▶ _Exercise directions_:
Report, in full, every line of the records below that contains the string "photo".

▶ _Given entries_:

-- Begin --

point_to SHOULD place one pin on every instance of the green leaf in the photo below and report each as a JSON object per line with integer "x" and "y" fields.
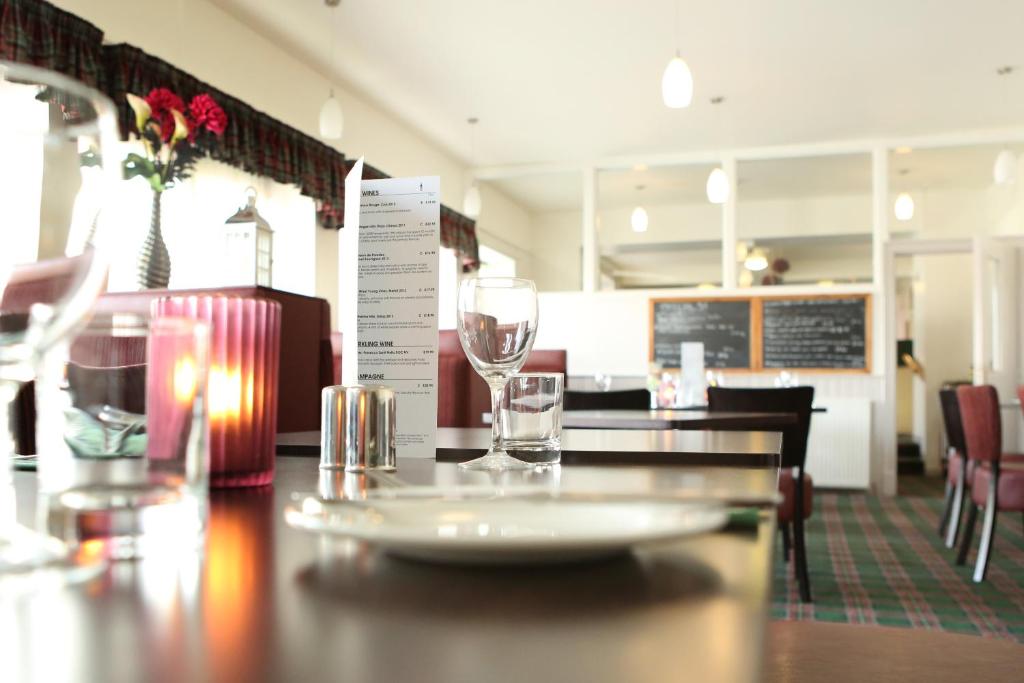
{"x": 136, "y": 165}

-- End --
-- Begin --

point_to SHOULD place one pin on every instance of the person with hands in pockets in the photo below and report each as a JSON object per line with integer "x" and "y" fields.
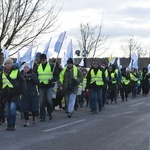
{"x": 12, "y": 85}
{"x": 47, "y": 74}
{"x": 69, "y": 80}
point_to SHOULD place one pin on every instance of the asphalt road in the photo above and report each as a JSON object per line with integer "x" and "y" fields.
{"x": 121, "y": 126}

-- End --

▶ _Output of the task_:
point_to SHOULD place one pin on every instance of the green leaf in the photo below and report each as a JSON object per line with integer "x" and "y" fields.
point_to SHOULD place one pin on every instance of the person with hands in pockets in the photo below and report each as a JSON object per line with integer "x" and "y" fields.
point_to SHOULD place one pin on every instance of the asphalt road in the photo above and report each as a JSON object per line with integer "x" and "y" fields.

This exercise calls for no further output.